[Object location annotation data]
###

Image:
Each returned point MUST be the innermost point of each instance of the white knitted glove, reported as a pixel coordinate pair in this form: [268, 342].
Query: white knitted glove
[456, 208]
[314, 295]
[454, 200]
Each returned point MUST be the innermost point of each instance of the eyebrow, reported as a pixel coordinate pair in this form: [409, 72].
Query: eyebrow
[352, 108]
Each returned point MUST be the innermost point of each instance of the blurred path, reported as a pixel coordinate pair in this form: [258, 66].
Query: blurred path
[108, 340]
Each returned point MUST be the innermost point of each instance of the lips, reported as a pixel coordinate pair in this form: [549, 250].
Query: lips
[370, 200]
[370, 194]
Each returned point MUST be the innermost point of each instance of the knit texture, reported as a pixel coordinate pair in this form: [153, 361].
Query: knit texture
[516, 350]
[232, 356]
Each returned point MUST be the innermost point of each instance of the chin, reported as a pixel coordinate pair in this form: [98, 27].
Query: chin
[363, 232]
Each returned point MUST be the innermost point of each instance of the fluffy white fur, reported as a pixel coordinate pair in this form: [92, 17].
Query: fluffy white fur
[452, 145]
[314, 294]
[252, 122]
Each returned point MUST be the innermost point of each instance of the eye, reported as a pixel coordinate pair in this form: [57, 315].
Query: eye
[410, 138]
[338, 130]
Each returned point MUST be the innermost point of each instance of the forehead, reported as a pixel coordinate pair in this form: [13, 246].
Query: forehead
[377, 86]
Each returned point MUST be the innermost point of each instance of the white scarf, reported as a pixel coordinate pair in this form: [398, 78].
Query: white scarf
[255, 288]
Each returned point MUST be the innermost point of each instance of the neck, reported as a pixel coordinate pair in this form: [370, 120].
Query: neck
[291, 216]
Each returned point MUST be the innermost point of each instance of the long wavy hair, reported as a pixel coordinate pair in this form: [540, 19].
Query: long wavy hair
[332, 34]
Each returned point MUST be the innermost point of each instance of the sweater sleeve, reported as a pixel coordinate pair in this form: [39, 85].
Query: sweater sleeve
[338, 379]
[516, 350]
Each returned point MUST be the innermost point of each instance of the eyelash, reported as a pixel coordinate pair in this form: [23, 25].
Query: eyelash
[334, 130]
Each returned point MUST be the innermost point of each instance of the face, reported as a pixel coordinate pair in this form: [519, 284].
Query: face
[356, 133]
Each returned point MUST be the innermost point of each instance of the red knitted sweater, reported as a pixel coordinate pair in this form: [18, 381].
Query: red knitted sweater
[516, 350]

###

=== Problem ===
Rewrite all the entries above, swapping every "innermost point" for "central point" and keeping everything else the same.

=== Result of the task ===
Image:
Each returned point MUST be the central point of each instance of the white knitted glove, reported as a pixel coordinate pair in this form: [268, 342].
Query: white knitted glove
[456, 208]
[314, 295]
[454, 200]
Each returned point MUST be the central point of each instance of the eyebrow, reported as a pixel coordinate pair in this form: [409, 72].
Query: eyebrow
[352, 108]
Each returned point MUST be the central point of each instance of the blurred path, reported as a pixel coordinate pair in this form: [258, 66].
Query: blurred path
[108, 340]
Each returned point MUST be the central point of each instance of the lips, reported as a pixel coordinate pair in this form: [549, 250].
Query: lips
[370, 200]
[370, 194]
Each returned point MUST be the central point of each instance of the knit texture, reported as a pixel coordinate pair in this form: [153, 361].
Query: knit texture
[516, 350]
[232, 356]
Each returned point MUST be the central point of each instance of the chin, reported as a pixel coordinate pair in this form: [98, 27].
Query: chin
[363, 232]
Each returned point MUST be the central point of each instance of the fluffy white fur, reported as a pixel coordinate pair in this form: [92, 17].
Query: fluffy white fur
[452, 145]
[314, 294]
[252, 122]
Each returned point MUST be the central point of each instance of the eye, reported as a pixel coordinate pair in this form: [57, 315].
Query: eye
[410, 138]
[338, 130]
Each returned point MUST be the central point of each instance of the forehead, reported as a pixel coordinate pair in this form: [13, 246].
Query: forehead
[377, 86]
Each returned point MUST be the central point of each instance of the white scarf, reported as a pixel coordinate pair in this form: [398, 78].
Query: white scarf
[255, 288]
Each returned point MUST be the central point of each instance of the neck, reported as a pixel coordinate pair in this form: [370, 120].
Query: neck
[291, 216]
Each returned point MUST be the central point of each instance of the long wavy hair, reported as a pixel coordinate pair in this form: [540, 19].
Query: long wavy hair
[332, 34]
Each returned point MUST be the central point of each instance of the sweater sleeve, reported as a pixel coordinate pair in this form: [39, 85].
Query: sweater sleeve
[338, 379]
[516, 350]
Each returned point MUST be the central point of each instance of the eyelash, reported as a pixel coordinate pair in this form: [23, 25].
Query: eyelash
[334, 130]
Each returned point MUST be the central point of each instance of the face, reported as a pixel coordinate pair in this form: [519, 284].
Query: face
[356, 133]
Each returned point MUST be the central point of each instance of the red knitted sweater, reported as a pixel coordinate pair in this form: [18, 381].
Query: red knitted sweater
[516, 350]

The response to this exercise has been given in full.